[Passage]
★ ★ ★
Jump to content

Packing your mods files


kert349

Recommended Posts

Once you have a list of the files you have added/changed, you can use FOMM to pack them into a bsa. However, if you have installed a bunch of mods, or if you are working on multiple mods simultaneously, it may be difficult to get a list of only your added/changed files. What I do is use windows file manager to set the archive attribute. Before working on a mod, I make sure that everything under the fnv/data directory is marked as "no need to archive". Then as I mod, I add and change some files. Winzip allows you to build an archive of "only files which need to be archived". With this option, I can create a zip file of only the files I have added/changed. I usually distribute this zip file.

 

But if you want, you can unzip this zip file somewhere else, and use FOMM to convert all the mesh, texture, sound files into a single bsa. This is slightly more work for the modder, but slightly less work for the user. For more complex mods, it is probably worthwhile to make a single bsa rather than having multiple directories. A single bsa is much easier to delete, when the user uninstalls the mod, as compared to finding and deleting multiple random directories.

Edited by davidlallen
Link to comment
Share on other sites

Thx thats a good tip!

but what i wanted to is to distribute only those files from some weapon mod which weapons I use in my mod, because i dont use all the weapons just some. Anyway I probably need to just go manually find those files (from the data folder) so user dont have to download another 100mb for just the weapons mod.

Link to comment
Share on other sites

I wish there was a tool that would look at your plugin and fetch the meshes, textures and whatnot used in it, and drop them in a folder or even a zip file for you.
★ ★ ★
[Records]
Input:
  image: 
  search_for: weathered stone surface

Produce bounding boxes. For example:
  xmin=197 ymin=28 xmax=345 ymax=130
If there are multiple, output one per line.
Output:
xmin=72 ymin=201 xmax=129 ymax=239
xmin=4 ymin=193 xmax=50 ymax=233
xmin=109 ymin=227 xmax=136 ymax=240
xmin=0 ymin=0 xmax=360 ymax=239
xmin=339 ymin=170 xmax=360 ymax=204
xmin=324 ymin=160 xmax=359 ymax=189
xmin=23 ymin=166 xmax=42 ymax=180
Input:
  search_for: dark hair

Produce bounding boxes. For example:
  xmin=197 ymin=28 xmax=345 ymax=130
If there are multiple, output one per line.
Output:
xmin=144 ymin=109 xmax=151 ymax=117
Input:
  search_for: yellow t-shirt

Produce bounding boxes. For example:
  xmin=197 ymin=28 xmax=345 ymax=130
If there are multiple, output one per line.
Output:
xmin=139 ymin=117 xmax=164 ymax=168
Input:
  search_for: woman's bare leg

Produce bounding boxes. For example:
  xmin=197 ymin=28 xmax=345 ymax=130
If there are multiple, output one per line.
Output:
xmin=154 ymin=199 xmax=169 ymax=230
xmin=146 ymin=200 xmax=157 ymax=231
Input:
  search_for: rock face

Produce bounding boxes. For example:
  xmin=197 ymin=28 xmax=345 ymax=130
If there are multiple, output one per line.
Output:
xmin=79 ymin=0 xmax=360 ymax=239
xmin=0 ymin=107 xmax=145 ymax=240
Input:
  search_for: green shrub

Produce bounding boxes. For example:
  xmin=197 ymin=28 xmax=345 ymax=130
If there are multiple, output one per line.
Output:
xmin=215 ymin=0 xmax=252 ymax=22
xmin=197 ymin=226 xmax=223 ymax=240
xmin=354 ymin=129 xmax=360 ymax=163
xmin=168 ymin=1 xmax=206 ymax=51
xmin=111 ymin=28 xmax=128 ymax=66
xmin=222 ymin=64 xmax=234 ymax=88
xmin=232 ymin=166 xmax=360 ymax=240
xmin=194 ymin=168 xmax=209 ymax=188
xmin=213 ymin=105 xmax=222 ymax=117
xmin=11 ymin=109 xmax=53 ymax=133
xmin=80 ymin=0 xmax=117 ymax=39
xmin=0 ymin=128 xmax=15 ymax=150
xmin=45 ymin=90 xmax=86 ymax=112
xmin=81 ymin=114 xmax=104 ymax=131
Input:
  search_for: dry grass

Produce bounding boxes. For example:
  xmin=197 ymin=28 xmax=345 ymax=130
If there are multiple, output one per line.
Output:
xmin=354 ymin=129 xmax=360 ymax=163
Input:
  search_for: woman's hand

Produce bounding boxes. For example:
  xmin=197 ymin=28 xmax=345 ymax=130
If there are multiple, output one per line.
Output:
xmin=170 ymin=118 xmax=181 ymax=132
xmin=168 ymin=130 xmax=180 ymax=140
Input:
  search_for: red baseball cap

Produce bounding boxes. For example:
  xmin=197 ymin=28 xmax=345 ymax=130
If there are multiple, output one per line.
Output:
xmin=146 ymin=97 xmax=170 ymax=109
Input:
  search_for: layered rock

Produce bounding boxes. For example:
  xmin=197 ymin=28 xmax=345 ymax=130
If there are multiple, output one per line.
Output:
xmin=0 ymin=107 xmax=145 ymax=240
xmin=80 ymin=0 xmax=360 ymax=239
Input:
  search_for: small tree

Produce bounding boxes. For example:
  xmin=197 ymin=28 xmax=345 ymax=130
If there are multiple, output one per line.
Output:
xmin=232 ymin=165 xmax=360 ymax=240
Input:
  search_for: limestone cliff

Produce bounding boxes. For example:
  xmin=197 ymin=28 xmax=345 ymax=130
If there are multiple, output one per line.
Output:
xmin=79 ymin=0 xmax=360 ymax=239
★ ★ ★
[Tasks for this exercise]
- a) In the forum thread about packing mod files, which program is said to allow building an archive of only the files that need to be archived?
- b) Write a continuation of the forum thread about packing mod files, picking up after its final post.

[Answers for the tasks]
- a) Winzip

- b)
fnvedit has all this information. It would be a cool enhancement to that, even if it just generated a filelist. I know the author is still around, and active, but he may not read every post on the forum. Fnvedit could certainly list mesh/textures/sounds which are used by your mod and *not* by any of the other masters loaded.

 

The only trick is, there may be some base game mesh/texture which you have locally modified. Then I don't think there is any way for fnvedit to tell whether or not the locally modified one should be used.

Link to comment
Share on other sites

I simply copy my meshes, my textures, and my esp files ( all my meshes and textures folder) into a new folder Called name of the mod.

 

Then, inside that folder, create a readme, and delete all the unwanted files from meshes and textures.... its super quick - depending on pc speed I suppose.

Link to comment
Share on other sites

The problem mentioned by the OP is if you are including a number of items created by other modders, each with their own unique directory structure. And, at the same time, you have installed a number of other mods, with directories, that are *not* used by your mod. Then sorting out which are needed and which aren't can be quite painful.
Link to comment
Share on other sites

  • Recently Browsing   0 members

    • No registered users viewing this page.
×
×
  • Create New...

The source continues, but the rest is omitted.